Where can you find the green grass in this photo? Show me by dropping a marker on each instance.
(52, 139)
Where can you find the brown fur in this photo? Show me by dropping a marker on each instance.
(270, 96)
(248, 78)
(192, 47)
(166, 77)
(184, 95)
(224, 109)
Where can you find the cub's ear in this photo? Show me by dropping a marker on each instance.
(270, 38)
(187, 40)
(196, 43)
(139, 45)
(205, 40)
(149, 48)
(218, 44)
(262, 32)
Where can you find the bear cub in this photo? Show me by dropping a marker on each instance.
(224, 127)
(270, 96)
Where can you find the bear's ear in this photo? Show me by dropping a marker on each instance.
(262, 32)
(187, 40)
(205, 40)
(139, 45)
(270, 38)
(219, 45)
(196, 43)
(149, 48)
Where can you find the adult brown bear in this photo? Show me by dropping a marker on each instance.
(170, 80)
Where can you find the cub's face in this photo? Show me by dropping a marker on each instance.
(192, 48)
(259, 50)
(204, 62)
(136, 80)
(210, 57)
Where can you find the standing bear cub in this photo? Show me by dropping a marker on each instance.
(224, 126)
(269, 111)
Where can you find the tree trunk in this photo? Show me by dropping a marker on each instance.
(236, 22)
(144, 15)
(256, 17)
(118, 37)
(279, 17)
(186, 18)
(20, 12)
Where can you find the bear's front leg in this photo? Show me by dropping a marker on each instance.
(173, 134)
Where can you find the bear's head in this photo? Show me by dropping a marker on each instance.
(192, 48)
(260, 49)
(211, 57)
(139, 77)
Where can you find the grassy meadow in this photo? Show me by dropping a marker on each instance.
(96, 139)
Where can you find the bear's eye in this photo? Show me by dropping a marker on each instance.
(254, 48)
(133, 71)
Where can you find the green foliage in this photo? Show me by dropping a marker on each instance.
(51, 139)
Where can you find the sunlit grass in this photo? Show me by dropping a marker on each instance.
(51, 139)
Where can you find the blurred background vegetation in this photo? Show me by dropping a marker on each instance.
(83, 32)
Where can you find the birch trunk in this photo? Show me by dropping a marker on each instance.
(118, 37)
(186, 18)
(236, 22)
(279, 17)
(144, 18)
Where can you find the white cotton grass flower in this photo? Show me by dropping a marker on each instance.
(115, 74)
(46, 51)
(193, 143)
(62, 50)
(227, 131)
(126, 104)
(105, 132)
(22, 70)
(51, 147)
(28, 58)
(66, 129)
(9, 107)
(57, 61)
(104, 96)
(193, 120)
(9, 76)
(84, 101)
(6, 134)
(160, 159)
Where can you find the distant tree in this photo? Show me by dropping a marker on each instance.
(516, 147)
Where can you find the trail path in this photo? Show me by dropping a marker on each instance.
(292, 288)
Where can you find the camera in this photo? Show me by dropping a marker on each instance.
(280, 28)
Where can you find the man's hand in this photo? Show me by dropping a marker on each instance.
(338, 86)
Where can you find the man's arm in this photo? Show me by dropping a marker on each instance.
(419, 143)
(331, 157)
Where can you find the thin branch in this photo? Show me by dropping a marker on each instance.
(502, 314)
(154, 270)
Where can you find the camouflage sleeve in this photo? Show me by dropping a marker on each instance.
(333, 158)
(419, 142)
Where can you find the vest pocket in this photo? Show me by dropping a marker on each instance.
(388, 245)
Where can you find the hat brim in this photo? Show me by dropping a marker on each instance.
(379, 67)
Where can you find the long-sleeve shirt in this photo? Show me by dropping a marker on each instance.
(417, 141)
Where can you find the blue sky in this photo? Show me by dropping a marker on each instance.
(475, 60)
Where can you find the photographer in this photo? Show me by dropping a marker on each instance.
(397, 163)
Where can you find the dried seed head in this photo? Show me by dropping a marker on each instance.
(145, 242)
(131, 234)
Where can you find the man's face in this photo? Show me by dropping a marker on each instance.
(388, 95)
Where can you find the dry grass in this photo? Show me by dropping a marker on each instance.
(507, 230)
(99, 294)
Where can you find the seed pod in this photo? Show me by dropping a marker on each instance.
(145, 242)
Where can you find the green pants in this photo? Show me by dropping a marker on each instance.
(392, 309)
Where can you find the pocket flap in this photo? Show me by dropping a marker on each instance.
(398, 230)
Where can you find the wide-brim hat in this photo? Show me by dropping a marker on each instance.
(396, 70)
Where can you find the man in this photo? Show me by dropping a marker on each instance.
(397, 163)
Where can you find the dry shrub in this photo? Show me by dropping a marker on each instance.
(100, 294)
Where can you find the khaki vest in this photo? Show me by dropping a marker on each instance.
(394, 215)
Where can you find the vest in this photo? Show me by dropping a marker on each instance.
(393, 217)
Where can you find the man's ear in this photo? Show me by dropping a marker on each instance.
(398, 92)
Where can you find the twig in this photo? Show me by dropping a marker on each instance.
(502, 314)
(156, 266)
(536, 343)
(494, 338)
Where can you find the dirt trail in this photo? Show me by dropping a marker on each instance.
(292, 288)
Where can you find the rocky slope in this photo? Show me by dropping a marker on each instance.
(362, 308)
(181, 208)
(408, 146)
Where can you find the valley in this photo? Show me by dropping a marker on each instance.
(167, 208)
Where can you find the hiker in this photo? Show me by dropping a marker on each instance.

========

= Work instruction =
Set down every entry again, word for word.

= Finished task =
Where can you find the green grass in this photo? Show me by dropping a marker on each instance.
(52, 139)
Where can you find the brown fur in this photo? Show me by dropping a marker on each instance.
(270, 96)
(248, 78)
(192, 47)
(166, 77)
(184, 95)
(224, 109)
Where can you find the cub's ear in this photo? Show me by dropping a marker on each instance.
(270, 38)
(187, 40)
(196, 43)
(139, 45)
(205, 40)
(149, 48)
(218, 44)
(262, 32)
Where can you find the bear cub in this photo? Show me by dropping a marker on each instance.
(224, 127)
(270, 96)
Where can you find the bear's ear in this photo? Show me by dropping a marker on each instance.
(262, 32)
(187, 40)
(205, 40)
(139, 45)
(270, 38)
(219, 45)
(196, 43)
(149, 48)
Where can you find the adult brown bear in this photo? Show me by dropping a marker on each instance.
(170, 80)
Where can you find the cub's face in this photo? Show me by dropping a marker on each instance.
(192, 48)
(259, 50)
(204, 62)
(136, 80)
(210, 57)
Where can you find the standing bear cub in this photo? Show me by dropping a marker on each instance.
(224, 126)
(269, 111)
Where can you find the tree trunk in this photo? Show me by dropping a marker on each instance.
(236, 22)
(144, 15)
(256, 17)
(118, 37)
(279, 17)
(186, 18)
(20, 12)
Where can you find the bear's front leg in this photo? Show me by dropping a marker on each instance.
(173, 134)
Where can you find the bear's head in this photo? Show me by dropping a marker on each instance.
(192, 48)
(260, 49)
(211, 57)
(139, 77)
Where can you find the grassy meadow in this photo? Show me by dropping a marker on each instance.
(96, 139)
Where can you find the bear's eye in this photo? Show me by dropping a marker on each instance.
(254, 48)
(133, 71)
Where can you find the green foliage in this photo? Show me by dropping a marker on each instance.
(51, 139)
Where can you find the sunlit grass in this photo? Show me by dropping a marker on each instance.
(51, 139)
Where can you find the blurred background vegetation in this photo? Show me by dropping a marker on each instance.
(83, 32)
Where can you find the birch trunk in this photo? Show me by dropping a marker on each instance.
(118, 37)
(186, 18)
(236, 22)
(279, 17)
(144, 18)
Where can you find the white cotton grass flower in this photo? Show me by dropping a marker on each instance.
(115, 74)
(46, 51)
(193, 143)
(62, 50)
(227, 131)
(126, 104)
(105, 132)
(22, 70)
(51, 147)
(28, 58)
(66, 129)
(9, 107)
(57, 61)
(104, 96)
(193, 120)
(9, 76)
(84, 101)
(6, 134)
(160, 159)
Where can you find the distant tree in this photo? Show me by dropping a marker on each instance.
(516, 147)
Where can you find the trail path in this photo? Show me by dropping a marker on each instance.
(292, 288)
Where can you find the camera in this photo? Show me by dropping a marker on each instance.
(280, 28)
Where can you find the man's hand in this photo? Show me by dropping a marker on each instance.
(338, 86)
Where can you find the man's arm in this photo? Show me by dropping a marker on each instance.
(419, 143)
(331, 157)
Where can you find the thin branch in this photo? Show me by dropping a marker on each instance.
(502, 314)
(154, 270)
Where can you find the camouflage sleeve in this photo? Show me by dropping a marker on each instance.
(333, 158)
(419, 142)
Where can you find the vest pocket in this photo? Show me by dropping a marker on each instance.
(388, 245)
Where can you find the hat brim in this photo? Show me by dropping a marker on each instance.
(379, 67)
Where can you find the long-sleeve shirt in this photo? Show me by dropping a marker on each instance.
(417, 141)
Where can you find the blue sky in this photo? Show me by dropping a marker on each instance.
(475, 60)
Where can you find the photographer in this photo? Show me by dropping a marker on each instance.
(397, 163)
Where can you find the dried seed head in this photo? Show me by dropping a marker on each instance.
(145, 242)
(131, 234)
Where can you find the man's face in this photo? Show me by dropping a marker on each instance.
(388, 95)
Where can you find the dry grass in this photo? Show me by dropping a marker on each instance.
(507, 230)
(99, 294)
Where can you find the seed pod in this photo? Show me by dropping a marker on each instance.
(145, 242)
Where can you find the green pants in this photo? Show me by dropping a marker on each instance.
(392, 309)
Where can you find the pocket flap in this photo? Show me by dropping a marker on each instance.
(398, 230)
Where can you find the wide-brim hat in this photo? Show me by dropping a marker on each instance.
(396, 70)
Where can you find the man in this photo? Show me by dropping a marker on each instance.
(397, 163)
Where can you find the dry shrub in this photo? Show me by dropping a marker on each instance.
(100, 294)
Where can you find the khaki vest in this photo? Show me by dropping a marker on each instance.
(394, 215)
Where can you find the vest in this photo? Show me by dropping a marker on each instance.
(393, 217)
Where can you find the man's ear in this photo? Show me by dropping a marker on each instance.
(398, 92)
Where can you find the twig in this photo? Show me by dropping a marker on each instance.
(502, 314)
(156, 266)
(536, 343)
(494, 338)
Where can you find the dirt trail in this photo? Show me by dropping a marker on each instance.
(292, 288)
Where can you find the rocky slope in this photo? Show me by dropping a marker on each instance.
(362, 308)
(181, 208)
(408, 146)
Where can you find the valley in this photo? Show me by dropping a marker on each instance.
(167, 208)
Where can you find the hiker in this photo? Show me by dropping a marker on each instance.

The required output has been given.